### WORK INSTRUCTIONS:
Scale the entries below by writing out all their lines again, requests included, with every x and y coordinate in the answers multiplied by 1.65 and rounded to the nearest whole number (halves round up), and with the requests and their format samples left unchanged. Leave the pictures out of your answer.

• • •

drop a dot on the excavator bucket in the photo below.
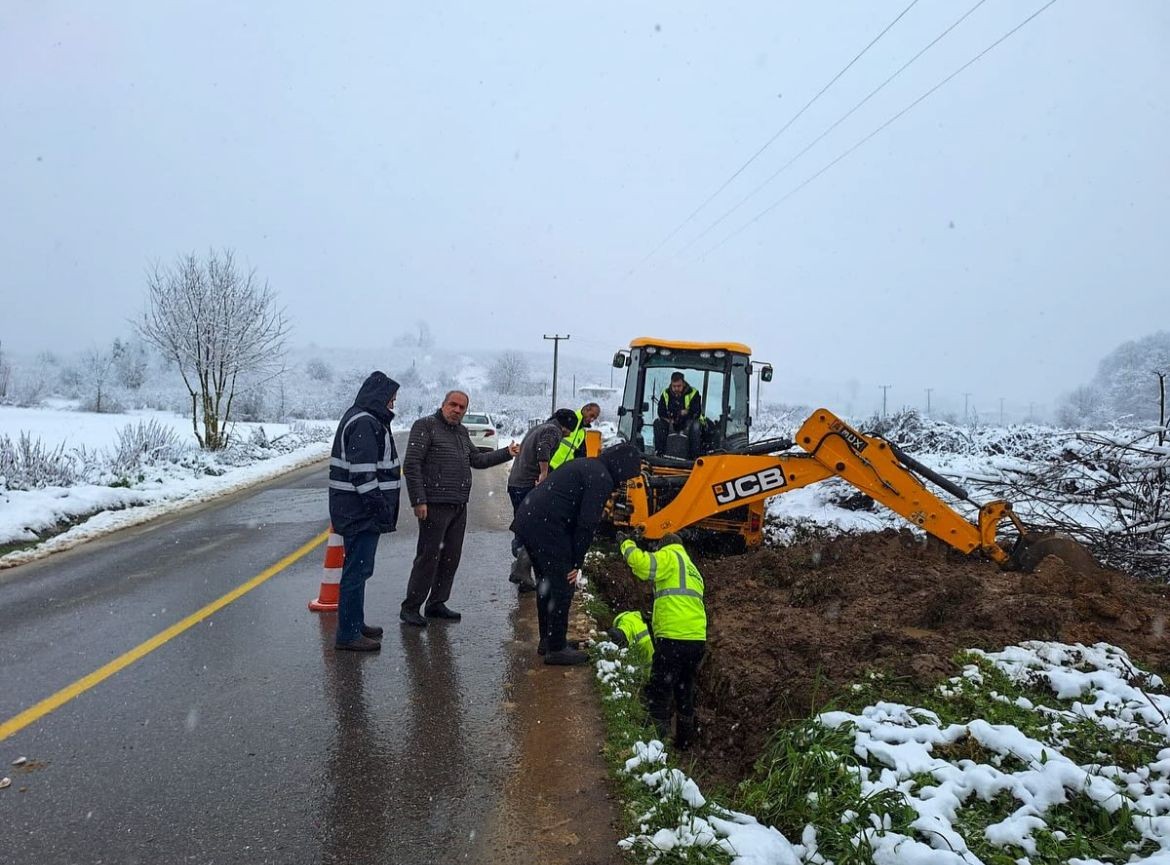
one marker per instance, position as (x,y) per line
(1034,547)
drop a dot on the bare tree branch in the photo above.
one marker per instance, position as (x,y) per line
(218,324)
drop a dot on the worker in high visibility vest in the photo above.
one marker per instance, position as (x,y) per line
(630,631)
(680,411)
(680,632)
(573,444)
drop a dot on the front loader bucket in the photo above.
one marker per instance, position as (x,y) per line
(1033,548)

• • •

### RESPONSE TO THE EXERCISE:
drop a dot on the excavator bucket in the photo below.
one marker per instance, position as (x,y) per line
(1706,903)
drop a dot on the bare tree branch in the photo above.
one marker per instance, position as (x,y) per line
(360,535)
drop a dot on the worker in high visibility vest in the photo above.
one marker per instance, position as (x,y) per line
(1040,1041)
(1122,678)
(1122,1043)
(945,733)
drop a dot on the front loader bucket in the photo above.
one marker per instance, position as (x,y) per line
(1704,904)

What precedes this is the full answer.